WHAT IS BEING ASKED: Until you reach the line containing "rough mask: <svg", reproduce each line of the listing exactly, please, and include that line as well.

PROVIDED INFORMATION:
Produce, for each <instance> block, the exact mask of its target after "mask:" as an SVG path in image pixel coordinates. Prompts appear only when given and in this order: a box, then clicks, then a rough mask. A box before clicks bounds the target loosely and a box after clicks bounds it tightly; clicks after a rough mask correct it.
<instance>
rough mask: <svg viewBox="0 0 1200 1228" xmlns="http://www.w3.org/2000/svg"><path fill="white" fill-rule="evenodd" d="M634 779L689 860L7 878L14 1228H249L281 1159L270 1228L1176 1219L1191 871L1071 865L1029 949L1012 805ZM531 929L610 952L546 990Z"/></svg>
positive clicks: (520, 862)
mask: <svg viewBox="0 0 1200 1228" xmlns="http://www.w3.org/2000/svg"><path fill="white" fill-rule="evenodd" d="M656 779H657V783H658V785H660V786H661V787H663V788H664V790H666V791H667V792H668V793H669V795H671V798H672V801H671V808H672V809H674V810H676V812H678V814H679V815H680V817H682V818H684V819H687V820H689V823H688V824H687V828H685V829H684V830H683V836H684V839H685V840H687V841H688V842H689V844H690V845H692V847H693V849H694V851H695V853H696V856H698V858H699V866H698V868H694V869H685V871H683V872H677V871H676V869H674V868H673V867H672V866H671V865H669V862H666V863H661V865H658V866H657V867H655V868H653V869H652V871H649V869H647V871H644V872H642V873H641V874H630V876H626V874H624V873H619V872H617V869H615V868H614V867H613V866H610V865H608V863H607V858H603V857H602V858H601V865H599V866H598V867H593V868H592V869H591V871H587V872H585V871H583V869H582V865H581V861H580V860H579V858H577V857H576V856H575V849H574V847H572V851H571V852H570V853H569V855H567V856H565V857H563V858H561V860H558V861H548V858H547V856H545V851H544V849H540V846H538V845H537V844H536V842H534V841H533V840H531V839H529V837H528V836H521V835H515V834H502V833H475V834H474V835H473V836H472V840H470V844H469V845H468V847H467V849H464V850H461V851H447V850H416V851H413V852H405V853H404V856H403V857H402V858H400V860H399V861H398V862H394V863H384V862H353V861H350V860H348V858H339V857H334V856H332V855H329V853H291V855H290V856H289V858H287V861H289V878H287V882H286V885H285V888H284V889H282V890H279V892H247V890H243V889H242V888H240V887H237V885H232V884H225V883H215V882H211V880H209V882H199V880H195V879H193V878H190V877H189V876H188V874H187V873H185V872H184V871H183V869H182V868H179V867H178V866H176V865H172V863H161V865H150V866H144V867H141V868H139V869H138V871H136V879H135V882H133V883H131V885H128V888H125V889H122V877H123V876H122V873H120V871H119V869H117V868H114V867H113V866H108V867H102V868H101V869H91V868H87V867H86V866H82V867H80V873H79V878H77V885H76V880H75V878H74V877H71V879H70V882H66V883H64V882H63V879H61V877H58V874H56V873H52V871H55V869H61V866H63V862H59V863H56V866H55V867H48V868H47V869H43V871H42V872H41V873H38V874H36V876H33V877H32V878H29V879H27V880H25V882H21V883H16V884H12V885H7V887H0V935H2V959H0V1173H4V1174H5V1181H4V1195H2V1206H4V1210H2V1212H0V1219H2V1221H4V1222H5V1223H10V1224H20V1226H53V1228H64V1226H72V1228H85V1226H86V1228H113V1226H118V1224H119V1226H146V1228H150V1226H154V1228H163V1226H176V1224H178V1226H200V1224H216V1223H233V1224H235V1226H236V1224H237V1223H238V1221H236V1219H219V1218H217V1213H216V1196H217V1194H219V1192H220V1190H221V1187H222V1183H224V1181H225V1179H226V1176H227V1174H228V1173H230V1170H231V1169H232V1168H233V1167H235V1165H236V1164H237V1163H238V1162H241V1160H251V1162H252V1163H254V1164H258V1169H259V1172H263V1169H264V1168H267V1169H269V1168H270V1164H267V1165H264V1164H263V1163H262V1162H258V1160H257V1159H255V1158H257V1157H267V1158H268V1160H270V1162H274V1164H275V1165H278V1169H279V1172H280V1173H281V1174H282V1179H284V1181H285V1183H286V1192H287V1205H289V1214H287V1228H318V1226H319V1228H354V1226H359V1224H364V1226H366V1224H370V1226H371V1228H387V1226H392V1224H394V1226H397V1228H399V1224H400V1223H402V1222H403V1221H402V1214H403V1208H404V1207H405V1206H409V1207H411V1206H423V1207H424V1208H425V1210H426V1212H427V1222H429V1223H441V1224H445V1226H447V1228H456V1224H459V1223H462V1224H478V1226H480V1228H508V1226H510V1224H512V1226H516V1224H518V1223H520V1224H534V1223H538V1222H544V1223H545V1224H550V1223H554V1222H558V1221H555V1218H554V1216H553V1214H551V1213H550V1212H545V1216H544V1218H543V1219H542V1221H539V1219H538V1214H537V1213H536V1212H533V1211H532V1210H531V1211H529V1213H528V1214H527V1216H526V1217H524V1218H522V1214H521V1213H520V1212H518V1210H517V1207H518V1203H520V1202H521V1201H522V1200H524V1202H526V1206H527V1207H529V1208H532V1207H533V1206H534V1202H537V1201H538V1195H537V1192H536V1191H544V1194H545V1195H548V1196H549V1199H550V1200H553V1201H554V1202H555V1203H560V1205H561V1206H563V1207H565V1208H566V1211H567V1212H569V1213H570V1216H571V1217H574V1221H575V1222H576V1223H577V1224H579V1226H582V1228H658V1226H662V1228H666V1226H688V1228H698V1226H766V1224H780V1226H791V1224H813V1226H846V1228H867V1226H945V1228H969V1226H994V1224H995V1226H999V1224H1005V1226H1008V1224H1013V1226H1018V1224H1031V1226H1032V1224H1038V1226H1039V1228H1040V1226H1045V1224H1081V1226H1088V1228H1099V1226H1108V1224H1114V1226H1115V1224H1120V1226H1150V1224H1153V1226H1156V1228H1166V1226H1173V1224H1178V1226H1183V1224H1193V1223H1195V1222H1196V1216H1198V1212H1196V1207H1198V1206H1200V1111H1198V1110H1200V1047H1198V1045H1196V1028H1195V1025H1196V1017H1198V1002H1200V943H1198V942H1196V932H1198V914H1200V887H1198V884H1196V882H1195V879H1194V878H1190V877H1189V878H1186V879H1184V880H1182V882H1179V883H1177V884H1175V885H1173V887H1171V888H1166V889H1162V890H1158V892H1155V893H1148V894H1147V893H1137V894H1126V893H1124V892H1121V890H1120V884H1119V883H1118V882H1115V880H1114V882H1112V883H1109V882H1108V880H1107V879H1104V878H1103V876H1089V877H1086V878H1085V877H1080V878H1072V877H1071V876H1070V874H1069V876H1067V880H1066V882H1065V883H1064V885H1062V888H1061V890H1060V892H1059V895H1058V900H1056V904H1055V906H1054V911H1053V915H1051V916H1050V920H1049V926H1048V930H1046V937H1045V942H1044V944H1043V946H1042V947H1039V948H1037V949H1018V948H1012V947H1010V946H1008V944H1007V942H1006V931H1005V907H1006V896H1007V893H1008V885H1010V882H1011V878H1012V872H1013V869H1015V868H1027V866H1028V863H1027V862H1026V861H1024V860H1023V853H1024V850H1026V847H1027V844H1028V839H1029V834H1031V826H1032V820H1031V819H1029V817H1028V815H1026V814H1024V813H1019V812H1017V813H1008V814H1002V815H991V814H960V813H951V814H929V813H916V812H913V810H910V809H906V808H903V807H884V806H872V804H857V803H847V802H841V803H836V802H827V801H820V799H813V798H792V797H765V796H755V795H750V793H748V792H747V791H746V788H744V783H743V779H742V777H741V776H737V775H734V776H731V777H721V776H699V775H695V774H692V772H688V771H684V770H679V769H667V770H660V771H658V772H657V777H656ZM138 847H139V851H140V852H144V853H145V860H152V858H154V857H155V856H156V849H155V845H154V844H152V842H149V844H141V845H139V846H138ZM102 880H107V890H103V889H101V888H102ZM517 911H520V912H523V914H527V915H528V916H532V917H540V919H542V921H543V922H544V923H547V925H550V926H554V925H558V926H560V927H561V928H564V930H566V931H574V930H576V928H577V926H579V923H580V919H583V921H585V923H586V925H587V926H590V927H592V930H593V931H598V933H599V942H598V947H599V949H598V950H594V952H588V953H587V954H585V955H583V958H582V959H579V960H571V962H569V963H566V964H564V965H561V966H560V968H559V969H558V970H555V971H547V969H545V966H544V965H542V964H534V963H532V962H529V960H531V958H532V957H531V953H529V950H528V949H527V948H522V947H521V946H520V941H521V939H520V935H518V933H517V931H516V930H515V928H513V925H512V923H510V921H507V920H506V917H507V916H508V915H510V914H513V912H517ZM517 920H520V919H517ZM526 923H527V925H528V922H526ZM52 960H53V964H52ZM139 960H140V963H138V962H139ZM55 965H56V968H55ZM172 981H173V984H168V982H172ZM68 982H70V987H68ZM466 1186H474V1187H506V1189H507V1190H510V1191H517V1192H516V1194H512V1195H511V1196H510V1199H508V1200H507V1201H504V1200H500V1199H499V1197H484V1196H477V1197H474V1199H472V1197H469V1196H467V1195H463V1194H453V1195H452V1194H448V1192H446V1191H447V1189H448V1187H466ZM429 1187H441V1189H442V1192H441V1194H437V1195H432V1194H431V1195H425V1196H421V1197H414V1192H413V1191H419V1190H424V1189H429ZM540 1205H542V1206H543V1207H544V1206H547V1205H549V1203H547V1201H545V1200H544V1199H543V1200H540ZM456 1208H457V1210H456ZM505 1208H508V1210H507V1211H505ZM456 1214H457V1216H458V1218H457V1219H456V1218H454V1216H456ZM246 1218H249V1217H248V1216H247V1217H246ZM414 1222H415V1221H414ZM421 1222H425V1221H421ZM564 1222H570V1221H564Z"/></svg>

RESPONSE AREA:
Produce, for each <instance> block, the exact mask of its target after "mask:" as an SVG path in image pixel coordinates. Prompts appear only when given and in this order: a box, then clicks, then a rough mask. A box before clicks bounds the target loosely and a box after clicks bounds it tightly; clicks after a rough mask correct it.
<instance>
rough mask: <svg viewBox="0 0 1200 1228" xmlns="http://www.w3.org/2000/svg"><path fill="white" fill-rule="evenodd" d="M634 779L689 860L7 878L14 1228H249L281 1159L270 1228L1176 1219L1191 871L1071 865L1029 949L1012 805ZM531 929L610 952L546 990Z"/></svg>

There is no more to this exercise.